OR06

CRISPR-Cas9 mediated endogenous utrophin upregulation improves Duchenne Muscular Dystrophy

M Ralu(1) S Guiraud(1) P Galbiati(1) S Dastidar(2,3) A De Cian(4) G Ronzitti(1) F S Tedesco(2,3) M Amendola(1,5)

1:Genethon, UMR_S951, Inserm, Univ Evry, Université Paris Saclay, EPHE; 2:University College London; 3:The Francis Crick Institute; 4:INSERM U1154, CNRS UMR7196, Museum National d'Histoire Naturelle; 5:University of Foggia

Duchenne muscular dystrophy (DMD) is an incurable progressive neuromuscular disorder due to mutations in the DMD gene, loss of dystrophin expression and muscle wasting. Dystrophin-recovery approaches only restore truncated proteins, might be immunogenic and some are mutation-dependent. Another potentially universal approach consists in upregulating utrophin (UTRN), a paralogue of dystrophin able to compensate for the deficit without inducing immunogenicity. We developed a CRISPR-Cas9 strategy to increase endogenous utrophin. We disrupted the binding site (BS) of miR-Let-7c, a known UTRN repressor, in human DMD and murine myoblasts. This induced a ~3.5-fold increase of expression. Results were confirmed in three-dimensional human DMD cultures, where editing resulted in UTRN upregulation and functional improvements. We showed the gRNA has no major off-targets. Finally, we evaluated this strategy in the mdx mouse model of Duchenne. We confirmed that miR Let-7c expression is not affected in the skeletal and cardiac muscles of this model compared to wild-type mice. We then performed intravenous injection of two recombinant adeno-associated viruses type 9 (rAAV9s) encoding for Cas9 and gRNA. DNA editing in the tibialis anterior (13%), heart (21%) and diaphragm (5%) were sufficient to upregulate UTRN expression by 1.5-2-fold. This allowed an amelioration of muscle histopathological phenotype. To increase vector delivery and editing, we are currently treating mdx mice with a more myotropic AAV. The strategy has been applied to other loci, validated in human DMD myoblasts and is currently tested in 3D organoids. These findings provide the foundations for a universal gene editing therapeutic strategy for DMD.

**SUPPLIED MATERIAL**
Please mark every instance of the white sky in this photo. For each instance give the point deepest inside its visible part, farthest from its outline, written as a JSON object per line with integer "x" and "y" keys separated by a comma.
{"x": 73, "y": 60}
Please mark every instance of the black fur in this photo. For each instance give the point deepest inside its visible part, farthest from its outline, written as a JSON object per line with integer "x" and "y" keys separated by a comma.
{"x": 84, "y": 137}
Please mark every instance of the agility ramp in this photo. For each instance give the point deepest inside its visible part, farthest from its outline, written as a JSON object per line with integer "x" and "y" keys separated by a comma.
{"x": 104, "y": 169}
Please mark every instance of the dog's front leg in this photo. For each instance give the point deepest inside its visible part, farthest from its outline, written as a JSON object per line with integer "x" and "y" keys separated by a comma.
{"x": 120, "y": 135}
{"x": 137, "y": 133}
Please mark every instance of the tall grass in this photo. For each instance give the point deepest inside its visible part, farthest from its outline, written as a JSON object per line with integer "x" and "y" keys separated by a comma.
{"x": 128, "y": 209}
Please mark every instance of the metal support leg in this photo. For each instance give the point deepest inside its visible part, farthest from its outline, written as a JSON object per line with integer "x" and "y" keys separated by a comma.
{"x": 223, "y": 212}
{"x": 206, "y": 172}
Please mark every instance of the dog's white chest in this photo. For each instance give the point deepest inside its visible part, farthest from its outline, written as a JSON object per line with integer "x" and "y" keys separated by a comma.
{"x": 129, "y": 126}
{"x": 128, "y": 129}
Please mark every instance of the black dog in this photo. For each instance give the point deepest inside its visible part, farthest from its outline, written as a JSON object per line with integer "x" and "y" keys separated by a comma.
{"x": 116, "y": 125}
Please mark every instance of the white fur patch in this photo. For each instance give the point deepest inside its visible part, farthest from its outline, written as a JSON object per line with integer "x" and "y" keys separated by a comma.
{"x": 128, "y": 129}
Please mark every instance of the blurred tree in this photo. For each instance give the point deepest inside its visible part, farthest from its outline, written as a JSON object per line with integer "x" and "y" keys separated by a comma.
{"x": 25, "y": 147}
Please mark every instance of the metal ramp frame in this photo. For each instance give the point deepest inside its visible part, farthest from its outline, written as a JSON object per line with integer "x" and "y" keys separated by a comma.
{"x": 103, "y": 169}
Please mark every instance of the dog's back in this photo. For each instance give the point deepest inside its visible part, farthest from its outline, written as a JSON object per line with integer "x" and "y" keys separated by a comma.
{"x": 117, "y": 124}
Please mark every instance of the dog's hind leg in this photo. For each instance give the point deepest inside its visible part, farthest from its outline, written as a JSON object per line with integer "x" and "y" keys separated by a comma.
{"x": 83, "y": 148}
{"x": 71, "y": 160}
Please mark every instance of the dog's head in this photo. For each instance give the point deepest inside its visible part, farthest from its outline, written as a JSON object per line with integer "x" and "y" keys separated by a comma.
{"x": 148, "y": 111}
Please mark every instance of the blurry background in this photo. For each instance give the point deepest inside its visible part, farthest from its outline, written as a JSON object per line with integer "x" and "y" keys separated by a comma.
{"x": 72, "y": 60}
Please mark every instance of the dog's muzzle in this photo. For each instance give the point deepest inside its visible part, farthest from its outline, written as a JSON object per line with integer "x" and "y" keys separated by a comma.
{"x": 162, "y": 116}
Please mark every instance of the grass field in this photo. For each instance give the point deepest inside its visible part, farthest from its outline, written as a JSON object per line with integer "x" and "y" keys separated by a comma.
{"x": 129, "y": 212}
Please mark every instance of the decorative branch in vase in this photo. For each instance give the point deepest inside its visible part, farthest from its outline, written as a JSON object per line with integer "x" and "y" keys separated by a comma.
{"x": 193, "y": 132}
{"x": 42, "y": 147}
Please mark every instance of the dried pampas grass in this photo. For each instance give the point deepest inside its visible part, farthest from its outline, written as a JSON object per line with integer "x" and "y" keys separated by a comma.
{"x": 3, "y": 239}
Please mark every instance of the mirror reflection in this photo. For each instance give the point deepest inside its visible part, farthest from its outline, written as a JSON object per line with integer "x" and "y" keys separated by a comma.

**THINGS TO DO**
1. From the utrophin abstract, reproduce the stretch from "CRISPR-Cas9 mediated endogenous" through "Tedesco(2,3) M Amendola(1,5)".
2. Translate this sentence from the utrophin abstract into Spanish: "We developed a CRISPR-Cas9 strategy to increase endogenous utrophin."

**RESPONSES TO THE TASKS**
1.
CRISPR-Cas9 mediated endogenous utrophin upregulation improves Duchenne Muscular Dystrophy

M Ralu(1) S Guiraud(1) P Galbiati(1) S Dastidar(2,3) A De Cian(4) G Ronzitti(1) F S Tedesco(2,3) M Amendola(1,5)

2. Desarrollamos una estrategia de CRISPR-Cas9 para aumentar la utrofina endógena.